### [Exercise]
Put the lines of the entries below into a numbered list, starting with the line that contains "of the golden" and going on through the last line of the entries, with both ends included. Skip blank lines and leave the pictures out.

### [Supplied material]
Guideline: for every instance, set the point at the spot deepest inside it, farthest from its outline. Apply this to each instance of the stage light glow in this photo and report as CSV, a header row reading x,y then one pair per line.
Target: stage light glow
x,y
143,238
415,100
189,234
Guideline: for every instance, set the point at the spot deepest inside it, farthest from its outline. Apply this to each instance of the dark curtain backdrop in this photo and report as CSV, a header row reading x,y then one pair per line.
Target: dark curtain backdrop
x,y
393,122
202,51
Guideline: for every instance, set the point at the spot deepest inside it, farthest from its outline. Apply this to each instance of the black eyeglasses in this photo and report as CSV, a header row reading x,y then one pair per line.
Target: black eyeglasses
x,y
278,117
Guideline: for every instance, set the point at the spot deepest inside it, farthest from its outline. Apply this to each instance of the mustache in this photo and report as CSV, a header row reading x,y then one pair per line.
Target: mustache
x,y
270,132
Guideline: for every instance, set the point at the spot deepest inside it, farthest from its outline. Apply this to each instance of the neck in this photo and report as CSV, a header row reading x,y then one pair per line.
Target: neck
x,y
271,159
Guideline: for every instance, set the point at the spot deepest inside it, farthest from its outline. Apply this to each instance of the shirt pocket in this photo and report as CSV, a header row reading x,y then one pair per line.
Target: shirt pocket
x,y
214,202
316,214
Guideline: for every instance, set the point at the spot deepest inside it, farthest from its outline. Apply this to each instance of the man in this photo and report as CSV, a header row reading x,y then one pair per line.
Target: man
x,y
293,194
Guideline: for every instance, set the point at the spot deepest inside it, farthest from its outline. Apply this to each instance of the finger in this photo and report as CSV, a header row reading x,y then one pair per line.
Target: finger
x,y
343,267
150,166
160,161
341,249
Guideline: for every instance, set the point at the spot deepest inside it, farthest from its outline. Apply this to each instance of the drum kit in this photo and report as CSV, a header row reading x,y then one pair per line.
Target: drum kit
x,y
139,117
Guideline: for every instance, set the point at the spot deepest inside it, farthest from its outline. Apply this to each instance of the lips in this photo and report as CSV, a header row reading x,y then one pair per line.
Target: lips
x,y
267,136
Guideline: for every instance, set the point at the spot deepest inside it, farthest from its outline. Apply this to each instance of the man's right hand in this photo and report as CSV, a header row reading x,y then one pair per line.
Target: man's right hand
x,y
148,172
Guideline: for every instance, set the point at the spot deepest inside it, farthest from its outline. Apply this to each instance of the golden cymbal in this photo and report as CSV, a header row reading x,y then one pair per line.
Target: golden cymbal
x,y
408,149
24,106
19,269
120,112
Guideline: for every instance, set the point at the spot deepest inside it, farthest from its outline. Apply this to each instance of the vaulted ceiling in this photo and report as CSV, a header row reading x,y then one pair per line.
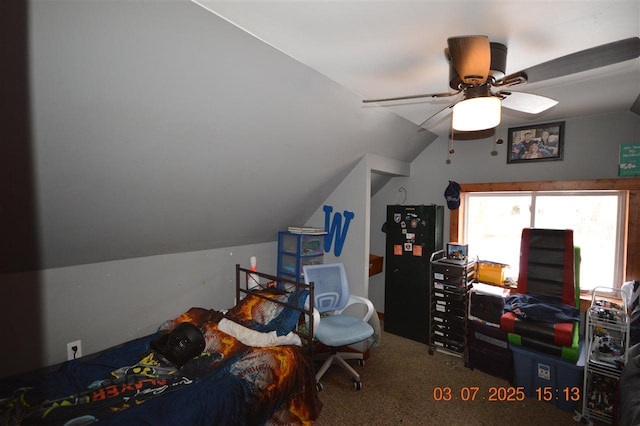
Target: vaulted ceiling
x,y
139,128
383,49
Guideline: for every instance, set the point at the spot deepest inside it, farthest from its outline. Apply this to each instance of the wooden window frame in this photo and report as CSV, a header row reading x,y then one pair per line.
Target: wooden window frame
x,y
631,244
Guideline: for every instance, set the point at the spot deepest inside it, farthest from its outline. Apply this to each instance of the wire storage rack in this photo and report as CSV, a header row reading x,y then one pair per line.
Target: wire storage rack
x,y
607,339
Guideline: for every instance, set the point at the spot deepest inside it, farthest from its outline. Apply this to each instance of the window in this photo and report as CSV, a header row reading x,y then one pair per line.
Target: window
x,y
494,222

### [Expected answer]
1. Guideline: for every instance, set the point at the spot deepest inside it, farthest from its outline. Apply this to each instance of the golden cymbal in this photo and report as CSV, a header row reading x,y then one pair per line.
2. Target: golden cymbal
3. x,y
4. 408,149
5. 24,106
6. 19,269
7. 120,112
8. Guideline: for every instance, set the point at the spot deepest inside it, farthest from its outline. Apply this to each instance of the vaulted ceiling in this photo and report as CSV, a header row reading x,y then one pair per line.
9. Target: vaulted ceiling
10. x,y
11. 139,128
12. 383,49
13. Guideline: for every instance, set the point at the spot deepest inside it, farthest from its outline. Apply this to each instance of the wooden window frame in this photo and report as CSV, a header row reading x,y then one pair per line.
14. Target: wooden window frame
15. x,y
16. 631,244
17. Guideline: for every instance, set the point at the spot deepest inside it, farthest from its outline. Apply this to each instance of the wire storage rack in this photo and report as CSV, a header row reading x,y then one pair per line.
18. Target: wire storage rack
19. x,y
20. 607,339
21. Guideline: for every instance, set the point at the spot deepest inside it, farthest from its outline. Apply this to each instance of the window in this photo and report as CSV, a header row reading x,y then one pair per line.
22. Target: window
23. x,y
24. 494,222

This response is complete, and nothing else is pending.